*What to do*:
Print, with no pictures, the exact lines that run from the one containing "Mark the region of every instance of the player's bent" through the last line of the material below, both ends included.

*Records for this task*:
------------

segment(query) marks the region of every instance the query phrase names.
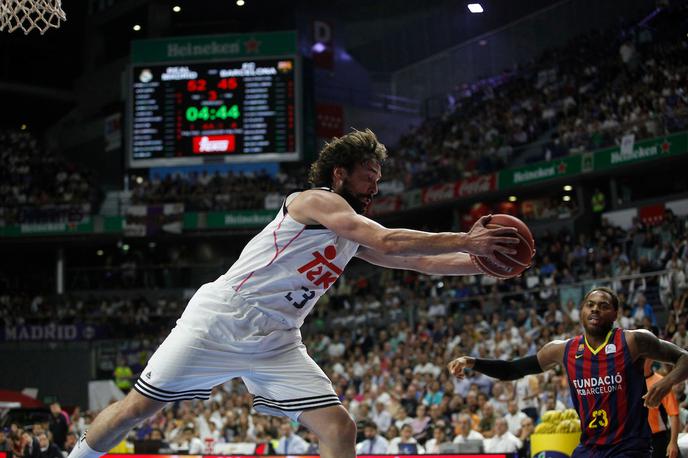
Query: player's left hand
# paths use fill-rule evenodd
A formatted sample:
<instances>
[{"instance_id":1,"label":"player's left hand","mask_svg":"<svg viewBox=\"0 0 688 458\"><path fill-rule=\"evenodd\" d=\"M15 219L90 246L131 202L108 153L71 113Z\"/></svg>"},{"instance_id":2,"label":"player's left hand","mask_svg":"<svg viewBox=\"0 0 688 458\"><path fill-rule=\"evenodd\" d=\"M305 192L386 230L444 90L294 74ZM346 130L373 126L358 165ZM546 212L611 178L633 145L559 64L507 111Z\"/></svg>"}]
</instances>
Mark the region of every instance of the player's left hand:
<instances>
[{"instance_id":1,"label":"player's left hand","mask_svg":"<svg viewBox=\"0 0 688 458\"><path fill-rule=\"evenodd\" d=\"M676 442L669 442L669 445L667 445L667 454L669 458L678 458L679 453L678 453L678 444Z\"/></svg>"},{"instance_id":2,"label":"player's left hand","mask_svg":"<svg viewBox=\"0 0 688 458\"><path fill-rule=\"evenodd\" d=\"M669 391L671 391L671 385L666 385L662 382L664 382L664 380L660 380L652 385L649 390L647 390L647 393L645 393L645 396L643 396L643 399L645 399L645 407L658 407L662 402L662 399L664 399L664 396L669 394Z\"/></svg>"}]
</instances>

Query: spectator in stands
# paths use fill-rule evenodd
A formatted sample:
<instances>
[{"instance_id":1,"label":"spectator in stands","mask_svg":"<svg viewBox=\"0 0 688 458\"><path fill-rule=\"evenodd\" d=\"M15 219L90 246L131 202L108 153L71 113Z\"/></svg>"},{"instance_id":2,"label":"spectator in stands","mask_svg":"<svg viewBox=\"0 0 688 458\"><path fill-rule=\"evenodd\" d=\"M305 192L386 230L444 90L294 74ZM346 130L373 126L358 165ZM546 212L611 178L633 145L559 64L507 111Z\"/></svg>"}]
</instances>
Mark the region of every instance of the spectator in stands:
<instances>
[{"instance_id":1,"label":"spectator in stands","mask_svg":"<svg viewBox=\"0 0 688 458\"><path fill-rule=\"evenodd\" d=\"M10 438L7 437L8 432L8 428L0 429L0 452L10 452L12 450Z\"/></svg>"},{"instance_id":2,"label":"spectator in stands","mask_svg":"<svg viewBox=\"0 0 688 458\"><path fill-rule=\"evenodd\" d=\"M69 416L62 410L58 402L53 402L50 404L50 433L52 434L53 443L60 450L64 450L68 431Z\"/></svg>"},{"instance_id":3,"label":"spectator in stands","mask_svg":"<svg viewBox=\"0 0 688 458\"><path fill-rule=\"evenodd\" d=\"M518 451L519 458L530 458L530 436L535 431L535 424L533 419L526 416L521 420L521 428L518 431L518 438L523 446Z\"/></svg>"},{"instance_id":4,"label":"spectator in stands","mask_svg":"<svg viewBox=\"0 0 688 458\"><path fill-rule=\"evenodd\" d=\"M40 458L64 458L57 445L50 442L47 434L38 435L38 444L40 446Z\"/></svg>"},{"instance_id":5,"label":"spectator in stands","mask_svg":"<svg viewBox=\"0 0 688 458\"><path fill-rule=\"evenodd\" d=\"M425 449L413 437L413 429L411 428L411 425L404 425L399 431L399 437L395 437L389 441L387 453L395 455L417 455L425 453Z\"/></svg>"},{"instance_id":6,"label":"spectator in stands","mask_svg":"<svg viewBox=\"0 0 688 458\"><path fill-rule=\"evenodd\" d=\"M193 423L188 423L181 433L177 435L171 444L170 448L177 453L188 455L200 455L203 453L203 442L196 435L195 426Z\"/></svg>"},{"instance_id":7,"label":"spectator in stands","mask_svg":"<svg viewBox=\"0 0 688 458\"><path fill-rule=\"evenodd\" d=\"M516 453L522 445L521 440L509 432L506 420L498 418L493 436L485 439L485 453Z\"/></svg>"},{"instance_id":8,"label":"spectator in stands","mask_svg":"<svg viewBox=\"0 0 688 458\"><path fill-rule=\"evenodd\" d=\"M294 433L291 422L285 421L280 426L280 438L275 451L278 455L301 455L308 450L308 442Z\"/></svg>"},{"instance_id":9,"label":"spectator in stands","mask_svg":"<svg viewBox=\"0 0 688 458\"><path fill-rule=\"evenodd\" d=\"M64 451L69 455L69 452L72 451L74 446L76 445L76 441L78 440L78 437L76 434L73 432L68 432L67 433L67 438L65 439L65 446L64 446Z\"/></svg>"},{"instance_id":10,"label":"spectator in stands","mask_svg":"<svg viewBox=\"0 0 688 458\"><path fill-rule=\"evenodd\" d=\"M134 373L131 367L127 364L126 360L119 356L117 358L117 366L113 373L115 377L115 385L117 388L122 390L124 393L128 393L132 387L132 381L134 380Z\"/></svg>"},{"instance_id":11,"label":"spectator in stands","mask_svg":"<svg viewBox=\"0 0 688 458\"><path fill-rule=\"evenodd\" d=\"M373 406L373 411L370 414L370 418L375 422L378 431L386 433L392 424L392 414L389 413L385 407L385 403L378 398Z\"/></svg>"},{"instance_id":12,"label":"spectator in stands","mask_svg":"<svg viewBox=\"0 0 688 458\"><path fill-rule=\"evenodd\" d=\"M368 421L363 426L364 440L356 444L358 455L384 455L389 448L387 439L378 434L375 422Z\"/></svg>"},{"instance_id":13,"label":"spectator in stands","mask_svg":"<svg viewBox=\"0 0 688 458\"><path fill-rule=\"evenodd\" d=\"M463 444L467 440L483 441L484 437L471 427L471 416L465 413L459 415L456 420L456 437L452 441L455 444Z\"/></svg>"},{"instance_id":14,"label":"spectator in stands","mask_svg":"<svg viewBox=\"0 0 688 458\"><path fill-rule=\"evenodd\" d=\"M439 454L442 444L449 442L447 440L447 433L440 425L435 425L432 430L432 438L425 443L425 453Z\"/></svg>"},{"instance_id":15,"label":"spectator in stands","mask_svg":"<svg viewBox=\"0 0 688 458\"><path fill-rule=\"evenodd\" d=\"M518 402L516 400L509 401L508 412L504 416L507 426L509 427L509 432L513 435L518 435L518 432L522 428L522 422L525 418L529 418L528 415L518 410Z\"/></svg>"}]
</instances>

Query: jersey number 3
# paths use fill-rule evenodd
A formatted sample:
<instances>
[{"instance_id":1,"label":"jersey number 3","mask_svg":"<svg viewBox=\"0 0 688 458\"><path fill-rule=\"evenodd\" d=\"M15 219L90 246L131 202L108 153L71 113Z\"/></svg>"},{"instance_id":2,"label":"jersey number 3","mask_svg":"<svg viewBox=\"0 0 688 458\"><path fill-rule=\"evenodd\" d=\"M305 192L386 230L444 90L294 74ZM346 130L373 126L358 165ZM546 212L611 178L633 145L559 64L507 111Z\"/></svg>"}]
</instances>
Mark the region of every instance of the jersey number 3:
<instances>
[{"instance_id":1,"label":"jersey number 3","mask_svg":"<svg viewBox=\"0 0 688 458\"><path fill-rule=\"evenodd\" d=\"M607 412L601 409L592 411L592 420L590 420L590 423L588 424L589 429L604 428L608 424L609 420L607 419Z\"/></svg>"},{"instance_id":2,"label":"jersey number 3","mask_svg":"<svg viewBox=\"0 0 688 458\"><path fill-rule=\"evenodd\" d=\"M311 291L310 289L306 288L305 286L302 286L301 289L305 291L305 293L301 294L301 297L299 299L302 299L299 301L298 299L294 298L291 293L288 293L286 296L284 296L285 299L287 299L289 302L291 302L291 305L296 307L297 309L303 308L304 305L311 299L315 297L315 291Z\"/></svg>"}]
</instances>

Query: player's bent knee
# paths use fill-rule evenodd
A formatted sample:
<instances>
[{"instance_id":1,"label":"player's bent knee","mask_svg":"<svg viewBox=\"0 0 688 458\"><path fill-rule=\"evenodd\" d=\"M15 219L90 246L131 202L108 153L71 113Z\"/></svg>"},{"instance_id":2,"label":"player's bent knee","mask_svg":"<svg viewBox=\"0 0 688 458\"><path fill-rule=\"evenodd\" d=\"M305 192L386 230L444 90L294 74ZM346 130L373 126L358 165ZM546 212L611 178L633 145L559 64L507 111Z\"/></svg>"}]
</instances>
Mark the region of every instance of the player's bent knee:
<instances>
[{"instance_id":1,"label":"player's bent knee","mask_svg":"<svg viewBox=\"0 0 688 458\"><path fill-rule=\"evenodd\" d=\"M307 410L299 416L299 422L313 431L320 442L332 445L356 442L356 423L341 405Z\"/></svg>"},{"instance_id":2,"label":"player's bent knee","mask_svg":"<svg viewBox=\"0 0 688 458\"><path fill-rule=\"evenodd\" d=\"M123 403L121 409L122 419L132 424L139 423L154 415L166 404L147 398L135 390L131 390L120 402Z\"/></svg>"}]
</instances>

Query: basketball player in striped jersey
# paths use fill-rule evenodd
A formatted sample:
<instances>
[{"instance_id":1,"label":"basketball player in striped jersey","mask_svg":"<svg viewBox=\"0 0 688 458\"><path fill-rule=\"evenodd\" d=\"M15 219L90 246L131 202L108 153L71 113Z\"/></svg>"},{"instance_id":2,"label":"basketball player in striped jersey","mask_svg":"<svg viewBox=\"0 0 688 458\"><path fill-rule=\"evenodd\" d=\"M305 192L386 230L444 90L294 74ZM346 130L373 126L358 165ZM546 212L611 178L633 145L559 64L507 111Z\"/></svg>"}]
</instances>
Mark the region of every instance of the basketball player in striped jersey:
<instances>
[{"instance_id":1,"label":"basketball player in striped jersey","mask_svg":"<svg viewBox=\"0 0 688 458\"><path fill-rule=\"evenodd\" d=\"M69 458L97 458L166 403L207 399L241 377L256 411L311 429L321 456L353 458L356 426L310 358L299 328L318 298L358 256L437 275L480 271L469 253L515 254L514 228L468 233L388 229L363 214L378 191L387 152L371 131L334 139L311 166L314 189L292 193L275 219L217 280L201 286L151 357L134 389L96 417Z\"/></svg>"},{"instance_id":2,"label":"basketball player in striped jersey","mask_svg":"<svg viewBox=\"0 0 688 458\"><path fill-rule=\"evenodd\" d=\"M688 352L644 329L614 328L618 312L614 291L593 288L581 303L582 335L549 342L537 355L513 361L462 356L449 363L449 370L459 378L464 368L472 368L500 380L515 380L561 365L581 421L581 443L573 456L649 458L648 407L657 407L673 385L688 378ZM643 370L646 358L674 365L649 390Z\"/></svg>"}]
</instances>

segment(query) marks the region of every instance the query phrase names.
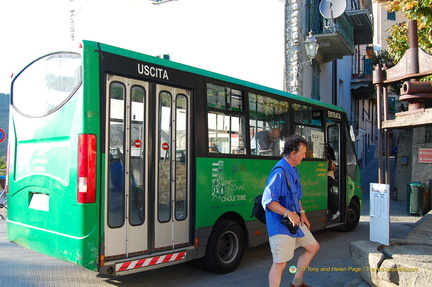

------------

*Result of this exercise*:
Mark the region of every instance of the player's bent knee:
<instances>
[{"instance_id":1,"label":"player's bent knee","mask_svg":"<svg viewBox=\"0 0 688 458\"><path fill-rule=\"evenodd\" d=\"M307 410L299 416L299 422L313 431L320 442L332 445L356 442L356 423L341 405Z\"/></svg>"},{"instance_id":2,"label":"player's bent knee","mask_svg":"<svg viewBox=\"0 0 688 458\"><path fill-rule=\"evenodd\" d=\"M123 403L121 409L122 419L132 424L139 423L154 415L166 404L147 398L135 390L131 390L120 402Z\"/></svg>"}]
</instances>

Query: basketball player in striped jersey
# paths use fill-rule evenodd
A formatted sample:
<instances>
[{"instance_id":1,"label":"basketball player in striped jersey","mask_svg":"<svg viewBox=\"0 0 688 458\"><path fill-rule=\"evenodd\" d=\"M15 219L90 246L131 202L108 153L71 113Z\"/></svg>"},{"instance_id":2,"label":"basketball player in striped jersey","mask_svg":"<svg viewBox=\"0 0 688 458\"><path fill-rule=\"evenodd\" d=\"M305 192L386 230L444 90L294 74ZM346 130L373 126L358 165ZM546 212L611 178L633 145L559 64L507 111Z\"/></svg>"}]
</instances>
Mark the region of every instance of the basketball player in striped jersey:
<instances>
[{"instance_id":1,"label":"basketball player in striped jersey","mask_svg":"<svg viewBox=\"0 0 688 458\"><path fill-rule=\"evenodd\" d=\"M69 458L97 458L166 403L207 399L241 377L256 411L311 429L321 456L353 458L356 426L310 358L299 328L318 298L358 256L437 275L480 271L469 253L515 254L514 228L468 233L388 229L363 214L378 191L387 152L371 131L334 139L311 166L314 189L292 193L275 219L217 280L201 286L151 357L134 389L96 417Z\"/></svg>"},{"instance_id":2,"label":"basketball player in striped jersey","mask_svg":"<svg viewBox=\"0 0 688 458\"><path fill-rule=\"evenodd\" d=\"M688 352L644 329L614 328L618 312L614 291L593 288L581 303L582 335L549 342L537 355L513 361L462 356L449 363L449 370L459 378L464 368L472 368L500 380L515 380L561 365L581 421L581 443L573 456L649 458L648 407L657 407L673 385L688 378ZM643 370L646 358L674 365L649 390Z\"/></svg>"}]
</instances>

segment(query) marks the region of every instance the query phrase names.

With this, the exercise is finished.